── SOURCE PASSAGE ──

Republicans in the state Senate voted Tuesday to repeal Gov. Tony Evers’ statewide mask mandate — a proposal that would effectively eliminate one of the state’s only remaining preventive measures to limit the spread of COVID-19, if it also passes the GOP-led Assembly.
The Senate voted 18-13 in favor of the joint resolution, which has been cosponsored by more than two dozen state Republicans. Sens. Dale Kooyenga, R-Brookfield, and Robert Cowles, R-Green Bay, joined all of their Democratic colleagues in opposition to the resolution.
A spokeswoman for Assembly Speaker Robin Vos, R-Rochester, said the resolution will come before the Assembly on Thursday, but did not indicate how much support the measure has in the chamber. Republican leaders in the Assembly have not sponsored the resolution.
As a joint resolution, the item just needs to pass both chambers and does not require the governor’s approval. Evers’ latest emergency order and mask mandate are slated to run until March 20.
The Assembly on Tuesday voted along party lines in support of amendments to a COVID-19 response bill passed earlier this month by the Senate.
While Evers has said he supports the Senate-authored package, Assembly Republicans reintroduced items that were included in the chamber’s original package, but ultimately were removed by the Senate in an effort to garner bipartisan support.
Measures added back to the bill would prohibit employers from mandating vaccines for employees and allow local public health officials the ability to limit gatherings at churches and other places of worship. Another amendment would grant the state’s GOP-led budget committee authority over how the state spends future federal funds dedicated to the pandemic — a measure Evers has opposed.
Other items in the package that already have passed the Senate would limit COVID-19 liability claims against employers, schools, public health care providers and local governments. It also would extend the state’s one-week waiting period waiver for unemployment benefits and allow for Medicaid coverage for COVID-19 testing and vaccines.
The measure now heads back to the Senate. The GOP-led Legislature has not sent a pandemic-related measure to Evers’ desk since April.

───

WORK ITEM A: Reproduce the mask mandate article word for word, starting with "The Assembly on Tuesday" and ending after "garner bipartisan support.".
WORK ITEM B: Pick up the article on the mask mandate vote after its final sentence and keep writing it.

── DATA PROVIDED ──

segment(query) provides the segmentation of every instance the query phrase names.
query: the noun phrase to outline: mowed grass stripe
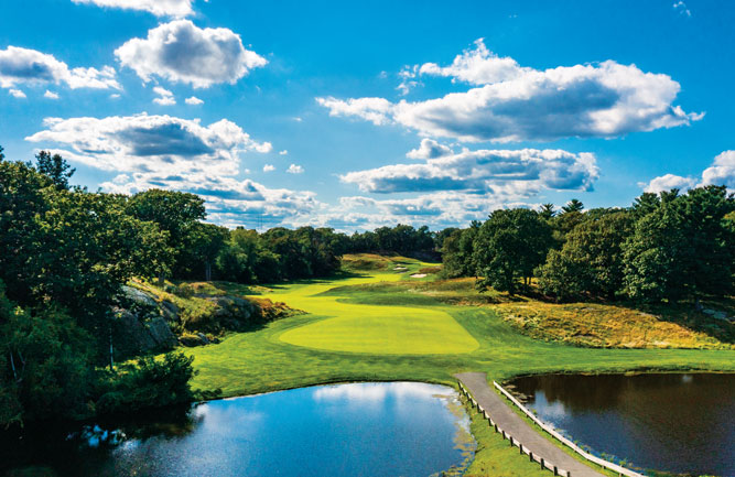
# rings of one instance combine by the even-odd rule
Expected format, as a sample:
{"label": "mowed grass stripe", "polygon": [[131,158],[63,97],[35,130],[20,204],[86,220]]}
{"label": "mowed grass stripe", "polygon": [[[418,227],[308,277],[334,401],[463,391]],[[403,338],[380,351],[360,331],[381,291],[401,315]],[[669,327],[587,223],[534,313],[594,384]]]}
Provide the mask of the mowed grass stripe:
{"label": "mowed grass stripe", "polygon": [[[396,281],[397,273],[345,280],[359,285]],[[305,312],[326,318],[279,336],[290,345],[313,349],[378,355],[454,355],[471,353],[479,343],[450,314],[433,308],[350,304],[338,295],[321,295],[334,283],[284,286],[271,295]],[[335,316],[336,315],[336,316]],[[332,317],[328,317],[332,316]]]}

───

YOUR RESPONSE A:
The Assembly on Tuesday voted along party lines in support of amendments to a COVID-19 response bill passed earlier this month by the Senate.
While Evers has said he supports the Senate-authored package, Assembly Republicans reintroduced items that were included in the chamber’s original package, but ultimately were removed by the Senate in an effort to garner bipartisan support.

YOUR RESPONSE B:
If the Assembly votes Thursday to eliminate the state mask rule, local orders, like those in Madison and Milwaukee, would remain in effect. Dane County’s local order requires everyone age five and older to wear a mask when indoors, with some exceptions.
Evers has made multiple extensions to his statewide emergency order and accompanying mask mandate since it first went into effect in August. The Democratic governor and public health officials have touted the mask requirement as a pivotal step in mitigating transmission of the COVID-19 virus.
Sen. Kelda Roys, D-Madison, described a vote to repeal the mask mandate as “a gift” to the coronavirus.
“It’s a vote in favor of overwhelmed hospitals, for more death and despair,” Roys said in a statement. “Healthcare organizations and frontline workers are begging Wisconsinites to wear masks, especially as we face a new highly contagious strain of coronavirus. But legislative Republicans — many of whom refuse to wear masks themselves — are hellbent against anything the governor does to save lives. This is as disgraceful as it is tragic.”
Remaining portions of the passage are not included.